### Task prompt
Convert the lines below, starting with the line containing "of the large" and continuing through the last of the entries, into a numbered list that omits blank lines. Include both the starting line and the final line.

### Stored entries
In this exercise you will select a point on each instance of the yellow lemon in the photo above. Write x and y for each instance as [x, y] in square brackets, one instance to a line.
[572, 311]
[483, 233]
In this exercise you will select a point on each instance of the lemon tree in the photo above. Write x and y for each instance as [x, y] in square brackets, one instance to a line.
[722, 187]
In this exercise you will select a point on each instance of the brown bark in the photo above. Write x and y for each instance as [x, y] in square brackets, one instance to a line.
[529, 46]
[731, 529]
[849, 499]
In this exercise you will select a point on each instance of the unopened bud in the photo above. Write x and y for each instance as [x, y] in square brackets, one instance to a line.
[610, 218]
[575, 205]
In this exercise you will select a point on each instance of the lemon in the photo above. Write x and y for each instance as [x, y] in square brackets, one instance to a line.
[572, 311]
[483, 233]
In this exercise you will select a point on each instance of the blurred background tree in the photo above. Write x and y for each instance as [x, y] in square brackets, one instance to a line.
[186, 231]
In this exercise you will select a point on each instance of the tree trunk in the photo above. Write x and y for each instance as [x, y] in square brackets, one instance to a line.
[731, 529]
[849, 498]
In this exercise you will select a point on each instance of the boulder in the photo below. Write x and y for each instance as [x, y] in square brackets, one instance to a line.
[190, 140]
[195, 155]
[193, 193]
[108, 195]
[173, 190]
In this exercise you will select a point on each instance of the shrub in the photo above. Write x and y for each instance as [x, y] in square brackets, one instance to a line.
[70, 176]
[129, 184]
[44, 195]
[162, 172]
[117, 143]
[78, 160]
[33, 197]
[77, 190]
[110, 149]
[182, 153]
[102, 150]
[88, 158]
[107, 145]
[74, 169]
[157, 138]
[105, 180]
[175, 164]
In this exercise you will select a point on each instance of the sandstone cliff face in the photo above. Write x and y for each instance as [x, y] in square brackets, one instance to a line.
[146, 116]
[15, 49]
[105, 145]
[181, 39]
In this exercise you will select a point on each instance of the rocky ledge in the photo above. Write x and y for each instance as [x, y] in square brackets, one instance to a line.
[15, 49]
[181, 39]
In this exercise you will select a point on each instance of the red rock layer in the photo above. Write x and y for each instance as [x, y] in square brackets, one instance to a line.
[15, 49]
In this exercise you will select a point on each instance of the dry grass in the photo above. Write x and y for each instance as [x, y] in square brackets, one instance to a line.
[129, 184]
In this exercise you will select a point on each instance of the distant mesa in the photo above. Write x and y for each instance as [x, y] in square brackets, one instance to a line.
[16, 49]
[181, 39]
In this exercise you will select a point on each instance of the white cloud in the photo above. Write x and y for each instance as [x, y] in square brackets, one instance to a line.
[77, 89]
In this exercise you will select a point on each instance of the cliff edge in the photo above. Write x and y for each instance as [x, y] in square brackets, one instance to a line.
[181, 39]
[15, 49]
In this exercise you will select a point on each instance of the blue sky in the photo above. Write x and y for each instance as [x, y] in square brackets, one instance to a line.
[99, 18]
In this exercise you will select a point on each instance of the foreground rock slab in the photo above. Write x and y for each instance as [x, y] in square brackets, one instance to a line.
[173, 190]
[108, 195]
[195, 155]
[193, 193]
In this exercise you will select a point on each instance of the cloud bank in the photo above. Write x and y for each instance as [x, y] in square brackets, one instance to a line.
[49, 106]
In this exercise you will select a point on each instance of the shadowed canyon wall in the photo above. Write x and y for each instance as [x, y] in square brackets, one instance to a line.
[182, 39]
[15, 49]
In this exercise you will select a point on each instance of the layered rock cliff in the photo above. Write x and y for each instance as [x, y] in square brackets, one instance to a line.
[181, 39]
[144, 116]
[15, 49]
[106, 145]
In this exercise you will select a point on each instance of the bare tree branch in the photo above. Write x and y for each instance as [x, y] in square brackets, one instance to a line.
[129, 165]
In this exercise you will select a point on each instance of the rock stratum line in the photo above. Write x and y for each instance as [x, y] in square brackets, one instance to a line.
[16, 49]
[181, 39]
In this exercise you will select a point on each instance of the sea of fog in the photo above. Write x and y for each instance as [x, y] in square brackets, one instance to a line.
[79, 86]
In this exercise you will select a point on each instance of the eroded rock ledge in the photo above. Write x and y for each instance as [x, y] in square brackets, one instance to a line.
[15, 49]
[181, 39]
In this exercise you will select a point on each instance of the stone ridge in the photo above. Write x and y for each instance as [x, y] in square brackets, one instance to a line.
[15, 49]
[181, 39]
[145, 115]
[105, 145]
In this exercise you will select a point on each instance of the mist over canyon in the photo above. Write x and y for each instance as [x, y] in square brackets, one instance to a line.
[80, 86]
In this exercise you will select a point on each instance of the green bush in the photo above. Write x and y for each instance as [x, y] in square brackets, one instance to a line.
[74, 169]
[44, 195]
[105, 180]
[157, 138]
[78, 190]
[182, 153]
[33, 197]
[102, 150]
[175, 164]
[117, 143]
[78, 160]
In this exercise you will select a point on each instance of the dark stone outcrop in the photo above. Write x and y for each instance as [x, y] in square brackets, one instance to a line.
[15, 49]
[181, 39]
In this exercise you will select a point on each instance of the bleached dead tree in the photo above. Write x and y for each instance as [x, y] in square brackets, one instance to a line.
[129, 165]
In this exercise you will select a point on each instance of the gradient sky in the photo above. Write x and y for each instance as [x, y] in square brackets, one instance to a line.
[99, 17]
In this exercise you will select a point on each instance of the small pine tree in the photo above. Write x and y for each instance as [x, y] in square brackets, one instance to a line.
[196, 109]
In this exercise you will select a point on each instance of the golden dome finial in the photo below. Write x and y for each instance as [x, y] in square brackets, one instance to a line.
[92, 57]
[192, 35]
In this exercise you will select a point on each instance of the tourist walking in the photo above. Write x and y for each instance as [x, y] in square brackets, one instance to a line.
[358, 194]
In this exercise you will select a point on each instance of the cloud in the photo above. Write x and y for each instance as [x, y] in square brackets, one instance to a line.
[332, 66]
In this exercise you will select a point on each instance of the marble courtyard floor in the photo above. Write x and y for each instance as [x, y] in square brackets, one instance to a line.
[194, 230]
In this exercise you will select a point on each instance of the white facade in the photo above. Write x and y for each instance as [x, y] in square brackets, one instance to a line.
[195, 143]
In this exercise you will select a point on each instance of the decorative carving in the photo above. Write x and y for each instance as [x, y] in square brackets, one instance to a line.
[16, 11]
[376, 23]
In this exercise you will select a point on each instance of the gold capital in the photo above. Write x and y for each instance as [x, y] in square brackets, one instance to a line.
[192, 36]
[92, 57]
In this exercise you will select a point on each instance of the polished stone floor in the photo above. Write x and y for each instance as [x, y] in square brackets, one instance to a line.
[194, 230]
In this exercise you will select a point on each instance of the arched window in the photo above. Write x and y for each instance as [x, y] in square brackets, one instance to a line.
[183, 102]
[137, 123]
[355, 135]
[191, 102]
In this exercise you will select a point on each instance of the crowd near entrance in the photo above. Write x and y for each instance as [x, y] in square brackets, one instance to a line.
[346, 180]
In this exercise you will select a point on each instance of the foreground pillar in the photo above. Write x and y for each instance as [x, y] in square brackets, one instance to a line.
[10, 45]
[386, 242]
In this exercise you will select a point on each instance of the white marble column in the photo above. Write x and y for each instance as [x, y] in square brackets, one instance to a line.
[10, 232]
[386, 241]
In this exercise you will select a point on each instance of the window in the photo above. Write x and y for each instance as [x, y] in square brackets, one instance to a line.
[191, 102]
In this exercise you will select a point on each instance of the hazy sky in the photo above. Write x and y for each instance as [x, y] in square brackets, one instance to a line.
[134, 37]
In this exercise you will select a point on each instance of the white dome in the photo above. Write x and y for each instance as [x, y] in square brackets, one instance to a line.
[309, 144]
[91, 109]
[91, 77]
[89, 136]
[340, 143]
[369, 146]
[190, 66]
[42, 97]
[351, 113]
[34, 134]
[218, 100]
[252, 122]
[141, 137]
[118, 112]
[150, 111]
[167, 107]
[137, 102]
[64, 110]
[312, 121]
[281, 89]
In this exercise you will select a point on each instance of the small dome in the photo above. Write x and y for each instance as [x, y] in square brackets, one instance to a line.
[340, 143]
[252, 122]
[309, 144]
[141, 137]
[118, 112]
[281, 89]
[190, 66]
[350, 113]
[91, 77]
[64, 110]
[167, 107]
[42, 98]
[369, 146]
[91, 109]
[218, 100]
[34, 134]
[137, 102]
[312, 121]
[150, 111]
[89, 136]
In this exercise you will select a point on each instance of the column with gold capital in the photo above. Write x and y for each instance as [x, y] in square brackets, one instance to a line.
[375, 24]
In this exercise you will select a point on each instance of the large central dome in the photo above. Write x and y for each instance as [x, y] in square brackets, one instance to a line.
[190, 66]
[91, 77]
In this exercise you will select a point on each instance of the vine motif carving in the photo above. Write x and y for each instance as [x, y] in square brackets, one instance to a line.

### Answer to the task
1. In this exercise you will select a point on each instance of the large central dome in the photo above. Write x and y for each instance as [x, y] in square brackets, one instance to a line.
2. [190, 66]
3. [91, 77]
4. In this exercise you will select a point on each instance of the vine motif carving in the photo above. Write x and y for each instance as [x, y] in square brackets, one instance to a line.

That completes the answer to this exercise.